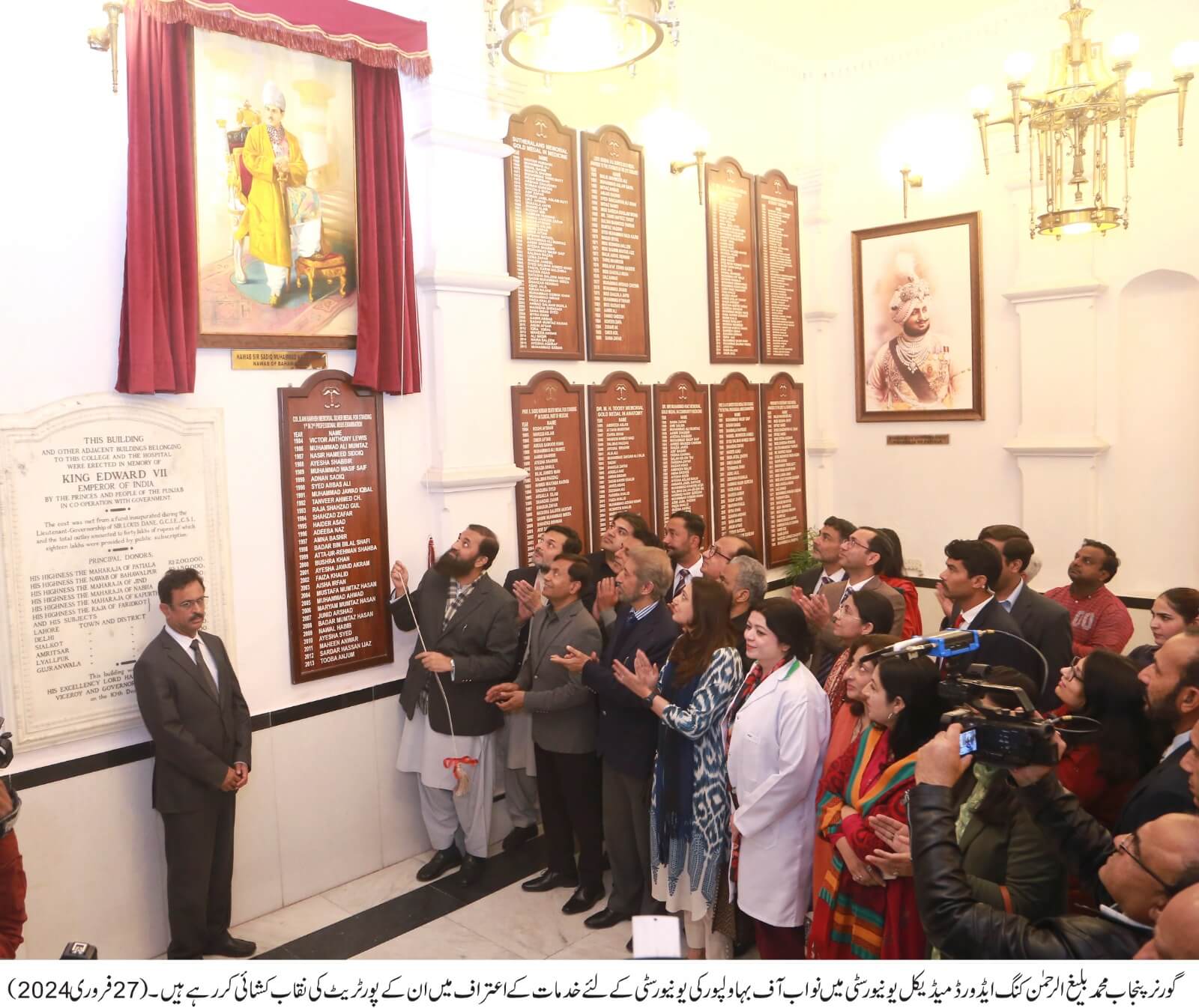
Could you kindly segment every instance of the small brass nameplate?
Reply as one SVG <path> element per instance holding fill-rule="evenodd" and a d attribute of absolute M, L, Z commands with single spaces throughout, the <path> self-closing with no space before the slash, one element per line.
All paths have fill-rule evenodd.
<path fill-rule="evenodd" d="M 888 445 L 948 445 L 948 434 L 888 434 Z"/>
<path fill-rule="evenodd" d="M 234 350 L 235 372 L 320 372 L 325 355 L 314 350 Z"/>

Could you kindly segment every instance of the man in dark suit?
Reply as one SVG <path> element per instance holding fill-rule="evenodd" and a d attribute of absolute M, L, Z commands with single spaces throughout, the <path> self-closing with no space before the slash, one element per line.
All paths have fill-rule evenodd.
<path fill-rule="evenodd" d="M 1020 634 L 1046 657 L 1049 676 L 1038 700 L 1041 710 L 1058 706 L 1054 690 L 1061 670 L 1073 660 L 1073 630 L 1065 605 L 1046 598 L 1024 584 L 1024 572 L 1032 560 L 1032 543 L 1016 525 L 988 525 L 978 538 L 999 550 L 1002 568 L 995 585 L 995 600 L 1006 609 L 1020 628 Z"/>
<path fill-rule="evenodd" d="M 542 579 L 549 565 L 561 554 L 578 554 L 583 549 L 579 533 L 570 525 L 547 525 L 532 548 L 532 566 L 508 571 L 504 590 L 517 599 L 517 654 L 512 675 L 520 671 L 529 646 L 529 624 L 546 604 Z M 494 689 L 494 687 L 493 687 Z M 529 716 L 514 711 L 504 719 L 504 807 L 512 829 L 504 838 L 504 850 L 514 851 L 537 835 L 537 773 L 534 766 L 532 732 Z"/>
<path fill-rule="evenodd" d="M 603 889 L 601 775 L 596 755 L 595 696 L 578 675 L 550 660 L 574 647 L 584 654 L 600 648 L 600 627 L 583 608 L 591 568 L 582 556 L 562 554 L 546 572 L 546 605 L 530 620 L 529 651 L 516 682 L 493 686 L 487 699 L 510 718 L 531 720 L 537 793 L 541 797 L 548 868 L 526 881 L 530 893 L 568 886 L 574 894 L 564 913 L 583 913 Z M 579 845 L 578 868 L 574 844 Z"/>
<path fill-rule="evenodd" d="M 422 882 L 462 864 L 458 881 L 470 886 L 487 864 L 493 734 L 504 723 L 487 690 L 512 675 L 517 650 L 517 600 L 487 575 L 499 551 L 490 529 L 468 525 L 410 596 L 408 569 L 399 561 L 391 568 L 392 618 L 402 630 L 418 630 L 399 694 L 408 720 L 396 766 L 420 775 L 421 817 L 436 851 L 416 873 Z M 454 844 L 459 828 L 464 853 Z"/>
<path fill-rule="evenodd" d="M 188 567 L 158 581 L 167 626 L 133 666 L 153 740 L 152 805 L 167 834 L 168 959 L 246 956 L 229 934 L 236 793 L 249 781 L 249 707 L 221 638 L 204 626 L 204 580 Z"/>
<path fill-rule="evenodd" d="M 616 682 L 614 660 L 626 668 L 637 652 L 662 665 L 679 626 L 662 597 L 670 587 L 670 560 L 664 551 L 641 547 L 628 550 L 616 577 L 623 605 L 608 638 L 603 657 L 576 647 L 552 658 L 600 698 L 596 752 L 603 760 L 603 835 L 611 861 L 608 906 L 583 923 L 610 928 L 652 906 L 650 892 L 650 784 L 658 741 L 658 719 L 628 689 Z"/>
<path fill-rule="evenodd" d="M 1006 665 L 1024 672 L 1040 687 L 1044 678 L 1041 659 L 1020 641 L 1020 628 L 995 600 L 1002 561 L 999 550 L 980 539 L 954 539 L 945 547 L 940 592 L 951 603 L 941 629 L 994 630 L 983 635 L 978 650 L 946 658 L 942 669 L 964 675 L 975 664 Z M 1036 698 L 1030 696 L 1036 702 Z"/>
<path fill-rule="evenodd" d="M 662 545 L 665 547 L 674 571 L 665 602 L 671 602 L 692 578 L 703 577 L 700 572 L 704 567 L 704 553 L 700 547 L 704 544 L 706 531 L 707 525 L 703 517 L 693 511 L 676 511 L 667 521 L 662 533 Z"/>
<path fill-rule="evenodd" d="M 1183 761 L 1191 752 L 1191 734 L 1199 723 L 1199 629 L 1188 628 L 1165 641 L 1153 663 L 1137 676 L 1145 687 L 1145 713 L 1174 735 L 1162 761 L 1146 773 L 1125 799 L 1116 819 L 1116 834 L 1171 811 L 1194 811 L 1195 796 Z"/>
<path fill-rule="evenodd" d="M 840 544 L 845 542 L 857 526 L 844 518 L 830 514 L 820 532 L 812 541 L 812 555 L 820 561 L 814 567 L 809 567 L 794 584 L 803 588 L 805 594 L 815 594 L 825 585 L 845 580 L 845 568 L 840 566 Z"/>

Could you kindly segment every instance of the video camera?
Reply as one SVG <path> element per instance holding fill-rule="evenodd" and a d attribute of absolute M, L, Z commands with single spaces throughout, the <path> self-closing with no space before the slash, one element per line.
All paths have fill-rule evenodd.
<path fill-rule="evenodd" d="M 941 724 L 962 725 L 962 755 L 974 754 L 980 763 L 1001 767 L 1056 763 L 1056 719 L 1042 718 L 1018 686 L 987 682 L 989 671 L 989 665 L 971 665 L 966 676 L 951 675 L 936 687 L 945 700 L 958 705 L 941 716 Z M 987 694 L 996 693 L 1007 694 L 1012 706 L 982 702 Z"/>

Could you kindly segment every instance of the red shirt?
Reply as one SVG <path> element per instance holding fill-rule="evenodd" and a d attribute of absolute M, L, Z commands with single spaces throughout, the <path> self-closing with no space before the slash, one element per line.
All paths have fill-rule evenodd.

## [Latihan Tertulis]
Tuliskan baris-baris di atas sebagai tabel Markdown dengan kolom Nomor dan Baris untuk seluruh butir, tanpa baris kosong. Gambar tidak dimasukkan ke dalam tabel.

## [Hasil Berikut]
| Nomor | Baris |
|---|---|
| 1 | Could you kindly segment every instance of the small brass nameplate? |
| 2 | Reply as one SVG <path> element per instance holding fill-rule="evenodd" and a d attribute of absolute M, L, Z commands with single spaces throughout, the <path> self-closing with no space before the slash, one element per line. |
| 3 | All paths have fill-rule evenodd. |
| 4 | <path fill-rule="evenodd" d="M 888 445 L 948 445 L 948 434 L 888 434 Z"/> |
| 5 | <path fill-rule="evenodd" d="M 234 350 L 235 372 L 320 372 L 325 355 L 314 350 Z"/> |
| 6 | Could you kindly segment every instance of the man in dark suit? |
| 7 | Reply as one SVG <path> element per instance holding fill-rule="evenodd" and a d attribute of absolute M, L, Z commands with single spaces throughout, the <path> self-closing with no space before the slash, one element per line. |
| 8 | All paths have fill-rule evenodd. |
| 9 | <path fill-rule="evenodd" d="M 1020 634 L 1046 657 L 1049 676 L 1038 700 L 1041 710 L 1058 706 L 1054 690 L 1061 670 L 1073 660 L 1073 630 L 1065 605 L 1046 598 L 1024 584 L 1024 572 L 1032 560 L 1032 543 L 1016 525 L 988 525 L 978 538 L 999 550 L 1002 568 L 995 585 L 995 600 L 1006 609 L 1020 628 Z"/> |
| 10 | <path fill-rule="evenodd" d="M 542 579 L 549 565 L 561 554 L 578 554 L 583 549 L 579 533 L 570 525 L 547 525 L 532 548 L 532 566 L 508 571 L 504 590 L 517 599 L 517 654 L 512 675 L 520 671 L 529 646 L 529 624 L 546 604 Z M 494 689 L 494 687 L 493 687 Z M 529 716 L 514 711 L 504 719 L 504 807 L 512 829 L 504 838 L 504 850 L 514 851 L 537 835 L 537 773 L 534 766 L 532 732 Z"/> |
| 11 | <path fill-rule="evenodd" d="M 603 889 L 601 775 L 596 755 L 595 696 L 578 675 L 550 660 L 574 647 L 584 654 L 600 648 L 600 627 L 583 608 L 591 568 L 582 556 L 562 554 L 546 572 L 546 605 L 530 620 L 529 651 L 516 682 L 493 686 L 487 699 L 510 718 L 531 720 L 537 793 L 541 797 L 548 868 L 526 881 L 530 893 L 568 886 L 574 894 L 564 913 L 583 913 Z M 579 845 L 578 868 L 574 844 Z"/> |
| 12 | <path fill-rule="evenodd" d="M 422 882 L 462 864 L 458 881 L 470 886 L 487 864 L 493 734 L 504 723 L 487 690 L 512 675 L 517 650 L 517 600 L 487 575 L 499 551 L 490 529 L 468 525 L 410 596 L 408 569 L 399 561 L 391 568 L 392 618 L 402 630 L 418 630 L 399 694 L 408 720 L 396 766 L 420 775 L 421 817 L 436 851 L 416 873 Z M 454 844 L 459 828 L 464 853 Z"/> |
| 13 | <path fill-rule="evenodd" d="M 188 567 L 158 581 L 167 626 L 133 666 L 153 740 L 152 805 L 167 834 L 168 959 L 246 956 L 229 934 L 236 793 L 249 781 L 249 707 L 221 638 L 204 626 L 204 580 Z"/> |
| 14 | <path fill-rule="evenodd" d="M 616 682 L 614 660 L 626 668 L 637 652 L 662 665 L 679 626 L 662 597 L 670 587 L 670 560 L 664 551 L 641 547 L 628 550 L 616 577 L 623 605 L 608 638 L 603 657 L 576 647 L 552 658 L 600 698 L 596 752 L 603 760 L 603 835 L 611 861 L 608 906 L 583 923 L 610 928 L 652 906 L 650 892 L 650 784 L 658 741 L 658 719 L 628 689 Z"/> |
| 15 | <path fill-rule="evenodd" d="M 1006 665 L 1024 672 L 1040 687 L 1044 678 L 1041 659 L 1020 641 L 1020 628 L 995 600 L 1002 561 L 999 550 L 980 539 L 954 539 L 945 547 L 940 592 L 951 603 L 941 629 L 994 630 L 983 635 L 978 650 L 946 658 L 942 669 L 964 675 L 975 664 Z M 1036 698 L 1030 696 L 1036 702 Z"/> |
| 16 | <path fill-rule="evenodd" d="M 662 545 L 665 547 L 674 571 L 665 602 L 671 602 L 692 578 L 703 577 L 700 572 L 704 567 L 704 553 L 700 547 L 704 544 L 706 531 L 707 525 L 703 517 L 693 511 L 676 511 L 667 521 L 662 533 Z"/> |
| 17 | <path fill-rule="evenodd" d="M 1183 761 L 1191 752 L 1191 734 L 1199 723 L 1199 629 L 1188 628 L 1165 641 L 1153 663 L 1137 676 L 1145 687 L 1145 713 L 1174 735 L 1162 761 L 1146 773 L 1125 799 L 1116 819 L 1116 834 L 1171 811 L 1194 811 L 1195 796 Z"/> |
| 18 | <path fill-rule="evenodd" d="M 840 544 L 845 542 L 857 526 L 844 518 L 830 514 L 820 532 L 812 541 L 812 555 L 820 561 L 814 567 L 809 567 L 794 584 L 803 588 L 805 594 L 815 594 L 825 585 L 845 580 L 845 568 L 840 566 Z"/> |
| 19 | Could you kindly segment every instance of the video camera? |
| 20 | Reply as one SVG <path> element per instance holding fill-rule="evenodd" and a d attribute of absolute M, L, Z commands with single spaces throughout, the <path> self-closing with no space before the slash, one element per line. |
| 21 | All paths have fill-rule evenodd. |
| 22 | <path fill-rule="evenodd" d="M 941 724 L 962 725 L 962 755 L 974 754 L 980 763 L 1001 767 L 1056 763 L 1056 719 L 1042 718 L 1018 686 L 987 682 L 989 671 L 989 665 L 971 665 L 966 676 L 951 675 L 936 687 L 945 700 L 958 705 L 941 716 Z M 987 694 L 996 693 L 1007 694 L 1012 706 L 982 702 Z"/> |
| 23 | Could you kindly segment every instance of the red shirt? |
| 24 | Reply as one SVG <path> element per instance holding fill-rule="evenodd" and a d attribute of absolute M, L, Z commands with single spaces throughout, the <path> self-closing with no space before the slash, one element per line. |
| 25 | All paths have fill-rule evenodd. |